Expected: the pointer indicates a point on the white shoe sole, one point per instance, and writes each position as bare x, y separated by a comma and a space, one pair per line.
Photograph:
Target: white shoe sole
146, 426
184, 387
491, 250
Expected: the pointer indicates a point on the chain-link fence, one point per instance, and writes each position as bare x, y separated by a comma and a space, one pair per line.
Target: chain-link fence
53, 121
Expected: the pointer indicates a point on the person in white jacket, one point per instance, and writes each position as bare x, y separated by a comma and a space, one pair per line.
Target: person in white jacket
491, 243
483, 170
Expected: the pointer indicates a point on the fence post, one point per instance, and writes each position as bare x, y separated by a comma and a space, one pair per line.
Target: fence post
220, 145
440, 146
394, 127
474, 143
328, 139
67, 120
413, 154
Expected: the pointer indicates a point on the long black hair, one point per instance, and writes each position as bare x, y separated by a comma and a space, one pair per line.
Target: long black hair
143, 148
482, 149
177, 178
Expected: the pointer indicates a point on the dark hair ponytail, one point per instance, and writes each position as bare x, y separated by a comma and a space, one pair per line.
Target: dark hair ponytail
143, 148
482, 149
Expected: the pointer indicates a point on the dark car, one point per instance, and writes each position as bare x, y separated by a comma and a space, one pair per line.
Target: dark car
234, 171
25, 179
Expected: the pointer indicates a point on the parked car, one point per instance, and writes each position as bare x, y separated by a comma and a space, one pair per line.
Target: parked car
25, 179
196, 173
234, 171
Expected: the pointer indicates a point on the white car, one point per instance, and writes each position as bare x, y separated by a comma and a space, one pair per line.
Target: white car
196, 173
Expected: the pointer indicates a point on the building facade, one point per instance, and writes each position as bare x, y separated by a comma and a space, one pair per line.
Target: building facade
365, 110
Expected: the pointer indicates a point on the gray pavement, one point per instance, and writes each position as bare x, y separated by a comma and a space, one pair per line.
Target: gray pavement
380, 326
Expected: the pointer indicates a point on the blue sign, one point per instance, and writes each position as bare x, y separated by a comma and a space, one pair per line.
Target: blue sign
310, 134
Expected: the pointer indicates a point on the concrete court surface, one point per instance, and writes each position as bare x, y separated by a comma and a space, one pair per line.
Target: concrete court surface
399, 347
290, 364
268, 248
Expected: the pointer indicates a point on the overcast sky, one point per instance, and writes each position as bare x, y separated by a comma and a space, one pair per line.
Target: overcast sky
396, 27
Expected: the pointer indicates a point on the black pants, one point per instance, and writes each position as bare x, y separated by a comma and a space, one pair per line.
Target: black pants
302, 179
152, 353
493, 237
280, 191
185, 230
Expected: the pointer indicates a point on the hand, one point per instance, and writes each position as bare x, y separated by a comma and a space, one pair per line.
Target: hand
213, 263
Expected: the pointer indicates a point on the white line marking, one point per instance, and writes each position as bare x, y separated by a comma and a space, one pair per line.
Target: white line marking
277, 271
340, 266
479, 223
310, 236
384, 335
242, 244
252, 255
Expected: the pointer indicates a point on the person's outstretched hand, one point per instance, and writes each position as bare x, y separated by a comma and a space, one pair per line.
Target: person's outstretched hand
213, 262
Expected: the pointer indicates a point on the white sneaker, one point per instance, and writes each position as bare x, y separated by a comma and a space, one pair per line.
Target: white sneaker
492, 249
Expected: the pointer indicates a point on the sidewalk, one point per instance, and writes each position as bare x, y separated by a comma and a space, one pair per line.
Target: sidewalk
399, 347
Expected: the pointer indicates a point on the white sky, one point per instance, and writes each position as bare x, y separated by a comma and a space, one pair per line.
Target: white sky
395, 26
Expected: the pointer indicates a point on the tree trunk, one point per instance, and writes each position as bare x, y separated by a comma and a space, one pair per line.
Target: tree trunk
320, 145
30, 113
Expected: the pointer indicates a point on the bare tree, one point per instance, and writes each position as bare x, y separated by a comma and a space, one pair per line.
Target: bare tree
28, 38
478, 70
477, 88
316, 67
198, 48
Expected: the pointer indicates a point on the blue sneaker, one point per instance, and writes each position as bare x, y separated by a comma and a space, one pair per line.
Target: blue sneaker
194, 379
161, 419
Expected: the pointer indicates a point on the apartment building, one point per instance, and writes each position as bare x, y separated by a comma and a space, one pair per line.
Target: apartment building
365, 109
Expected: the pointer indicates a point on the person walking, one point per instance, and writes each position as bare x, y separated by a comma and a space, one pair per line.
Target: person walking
--- --- ---
● **WORK INSTRUCTIONS**
Go through the listing and print each line exactly as it appears.

● **CORRECT RESPONSE**
Expected: the pointer indicates a point on the white shoe sole, one point per instance, and writes each position as bare x, y separated by a comma and a space, one pair per line.
Photograph:
Target: white shoe sole
146, 426
184, 387
491, 250
Expected: the pointer indicates a point on the chain-link fence, one point per instance, and writes each position as bare x, y separated by a comma and a space, one pair per line.
Target: chain-link fence
53, 121
Expected: the pointer indicates a point on the person in white jacket, one point per instance, and writes each position as bare x, y separated by a comma and a space, one pair per line.
Target: person in white jacket
491, 243
483, 170
Expected: the pointer indicates a point on the fence post, one point per instance, and writes each position as bare x, y separated by a comma and a space, one pair per line.
Target: fence post
220, 145
440, 146
394, 127
474, 143
328, 139
67, 120
413, 154
Expected: the pointer indicates a point on the long black hair, one point per instance, and writes each position as bare x, y separated by a comma and a space, one pair per line.
Target: long black hair
143, 148
482, 149
177, 178
Expected: the pointer indicates a point on the dark hair ponytail, one point per instance, and writes each position as bare x, y separated by a comma and a space, one pair per line.
Target: dark hair ponytail
143, 148
482, 149
Expected: the pointer indicates a point on the dark car, one point per instance, and writes each position as bare x, y separated by a comma and a space, one pair per line.
Target: dark car
234, 171
25, 179
Expected: the pointer indicates a point on the parked car, one point per instance, and writes each position as bare x, y separated by a comma and a space, one pair per line.
Target: parked car
25, 179
196, 173
234, 171
Expected: the pointer indicates a point on the white car, one point per instance, and writes each position as bare x, y separated by a comma and a space, one pair per line.
Target: white car
196, 173
Expected: the pointer indicates a point on the building facade, one point per instance, and writes each position as bare x, y separated by a comma and a space, one pair per line.
Target: building facade
365, 110
Expected: the pointer indicates a point on the gray pavement, one point per instance, and writes each position as bare x, y separated by a comma and a space, one pair per line.
Target: gray pavement
380, 326
Expected: the pointer indicates a point on the blue sign, one point per instance, and writes each position as bare x, y separated by a comma and a space, one pair per line.
Target: blue sign
310, 134
Expected: the pointer indicates a point on the concrete court surface, one point per instance, and writes each position as bare x, y separated by a comma and a space, one pair per line.
Target: concrete court surface
399, 347
290, 364
268, 248
Expected: the pointer indicates a point on the overcast sky, one point per instance, and writes each position as bare x, y separated by a comma and a space, one pair per line.
Target: overcast sky
396, 27
Expected: the pointer indicates a point on the black pants, one point per instance, and writes each position as bare x, y separated by a comma and a space, one pair per line.
Target: black pants
302, 179
152, 353
493, 237
280, 191
185, 230
Expected: the pointer indicates a point on the hand, one point per instance, and writes each position as bare x, y separated by a comma and a space, one pair per line.
Target: hand
213, 263
Expected: the pointer indicates a point on the white line marking, one point per instance, and writes each position as bare x, y separated by a comma and a space, one pair per line.
Target: white line marking
277, 271
340, 266
479, 223
310, 236
384, 335
242, 244
252, 255
Expected: the pointer indicates a point on the person's outstretched hand, one point per instance, and writes each position as bare x, y separated by a comma and a space, one pair per line.
Target: person's outstretched hand
213, 262
Expected: the pointer indicates a point on the white sneaker, one point per instance, and writes each position as bare x, y separated by a comma and a space, one pair per line.
Target: white sneaker
492, 249
Expected: the pointer indicates a point on the sidewalk, one point per instance, and writes each position as bare x, y separated by a comma and a space, one pair per line.
Target: sidewalk
399, 347
Expected: the pointer indicates a point on the white sky, one point per instance, and writes each position as bare x, y separated by a comma and a space, one pair per line.
Target: white sky
395, 26
Expected: the pointer indicates a point on the tree trunk, one point per instance, and writes each position as bare x, y separated by a comma and a space, one pair per line.
Target: tree trunk
320, 145
30, 113
Expected: the pointer indicates a point on the bare tree, one point per instance, and writes each position as bare x, y separated by a comma and a space, one pair per line.
Target: bare tree
28, 38
478, 70
477, 88
316, 67
198, 48
Expected: the pointer indicates a point on the blue sneaker, one point per instance, and writes each position as bare x, y separated by a comma and a space, one pair per line.
Target: blue sneaker
194, 379
161, 419
Expected: the pointer indicates a point on the apartment building, one point per instance, and writes each position as bare x, y separated by a comma and a space, one pair per line.
Target: apartment building
365, 109
Expected: the pointer indicates a point on the person walking, one point per instance, and writes each position as bare x, y separated by a comma and a space, one pair per line.
Target: person walking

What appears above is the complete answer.